- _DOCUMENT SECTION_:
------------------------------------------------------------------------

Boat Anchors: One of my first was the Hammarlund HQ-120X
Short Wave Receiver
Recently I re-acquired a taste for the smell and feel of what is commonly
referred to in Ham Radio circles as Boat Anchors, old tube radio's. In the
Menu bar above you will notice a selection of BoartAnchor
pages. In these pages I will describe some of my adventures describing how I
brought back to life a few of my old favorites that take a minute to warm up
and emit warm incandescent light instead of cold monochromatic, either
blinding or difficult to see, LEDs.
During December 2011 my XYL and I were touring the Tacoma, WA Zoo with our
daughter and three grandsons. We were walking through an explores mock-up
cabin and in the corner was an old Boat Anchour, a
tube shortwave radio similar to the one a friend owned when we were first licences. My daughter said "Dad, let me take a
picture of you by that old radio", so I obliged.
An Old Radio
During a return trip in March 2012 to visit our daughter and family my three
grand-sons excitedly ushered me into the living room where there was a
blanket covering a box. The boys said "Papa, close your eyes". When
told to open my eyes what was under the blanket was not a box but the old
radio that we had seen at the Tacoma Zoo. On closer scrutiny we saw that it
was a WWII Hammarlund HQ120X Short Wave Receiver. When we left after
Christmas holidays, my daugher phoned the Zoo and
told them she had a home for that old radio if they decided they didn't neet it any longer. It turned out that they were in the
process of changing the theme of the explorers cabin and in fact they didn't
have a home for the old radio. Shortly after our daughter received a call
from the Zoo and was told if she still had a home for it that she could come
and pick it up. Since I had recently retired my daughter must have thought I
needed a project to keep me out of mischief.
Hammarlund HQ120X Receiver
The boys enjoyed helping to vacumn the inside and
take the radio out of the cabinet. We found the radio had been modified
considerably, subsituting some miniture
tubes for the old orginial metal can tubes plus
there were other non Hammarlund components added.
The poor old receiver had seen better days. It was filthy, grimy, there were buned out reistors, it was
rusty and a few knobs and all the tubes but one were missing. The dials
turned though rather stiffly and as you can see it looked in really tough
I took the radio home and put it on a bench in the garage. As I came and went
I would walk in front of the old receiver and wondered who previoulsy owned it, how many countries did they work and
what was I to do with it. There were periods in my past when I owned and
repaired/restored a few old ham radios like a Heathkit
SB300 receiver and Heathkit AT-1 transmitter.

------------------------------------------------------------------------

- _RECORD EXCERPTS_:
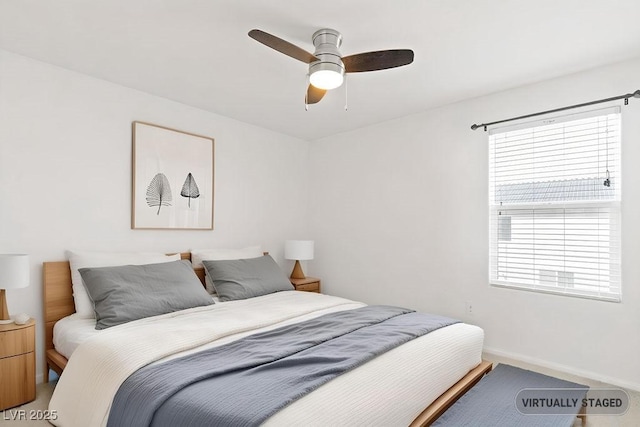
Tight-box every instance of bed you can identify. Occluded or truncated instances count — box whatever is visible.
[43,253,491,426]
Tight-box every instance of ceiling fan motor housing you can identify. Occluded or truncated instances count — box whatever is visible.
[309,28,344,89]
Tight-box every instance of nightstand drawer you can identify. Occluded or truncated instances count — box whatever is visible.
[0,323,36,359]
[295,282,320,292]
[0,352,36,410]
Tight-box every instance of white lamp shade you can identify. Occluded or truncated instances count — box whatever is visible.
[284,240,313,261]
[0,254,29,289]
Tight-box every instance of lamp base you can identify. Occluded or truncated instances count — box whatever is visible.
[291,260,306,279]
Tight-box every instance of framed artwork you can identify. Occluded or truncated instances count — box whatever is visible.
[131,122,214,230]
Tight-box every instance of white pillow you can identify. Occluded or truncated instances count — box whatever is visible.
[67,251,180,318]
[191,246,264,295]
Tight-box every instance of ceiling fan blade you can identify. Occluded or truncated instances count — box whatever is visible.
[249,30,318,64]
[305,85,327,104]
[342,49,413,73]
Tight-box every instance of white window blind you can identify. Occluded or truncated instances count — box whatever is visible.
[489,107,621,301]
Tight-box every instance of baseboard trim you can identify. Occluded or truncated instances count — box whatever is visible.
[483,347,640,392]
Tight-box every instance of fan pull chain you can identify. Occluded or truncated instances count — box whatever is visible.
[304,73,310,111]
[344,74,349,111]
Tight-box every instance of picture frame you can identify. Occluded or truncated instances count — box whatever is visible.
[131,121,215,230]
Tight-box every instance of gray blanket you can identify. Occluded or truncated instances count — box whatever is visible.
[108,306,457,427]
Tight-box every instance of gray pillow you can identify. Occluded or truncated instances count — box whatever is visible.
[78,260,213,329]
[202,255,294,301]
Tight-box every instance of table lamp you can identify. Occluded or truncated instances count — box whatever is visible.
[0,254,29,325]
[284,240,313,279]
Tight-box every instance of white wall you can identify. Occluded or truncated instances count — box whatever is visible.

------------------------------------------------------------------------

- _TASK GOAL_:
Please rewrite the part of the Hammarlund receiver account that begins at the words "During December 2011" and stops after "so I obliged.", swapping "grandsons" for "grandchildren".

- _EXERCISE RESULT_:
During December 2011 my XYL and I were touring the Tacoma, WA Zoo with our
daughter and three grandchildren. We were walking through an explores mock-up
cabin and in the corner was an old Boat Anchour, a
tube shortwave radio similar to the one a friend owned when we were first licences. My daughter said "Dad, let me take a
picture of you by that old radio", so I obliged.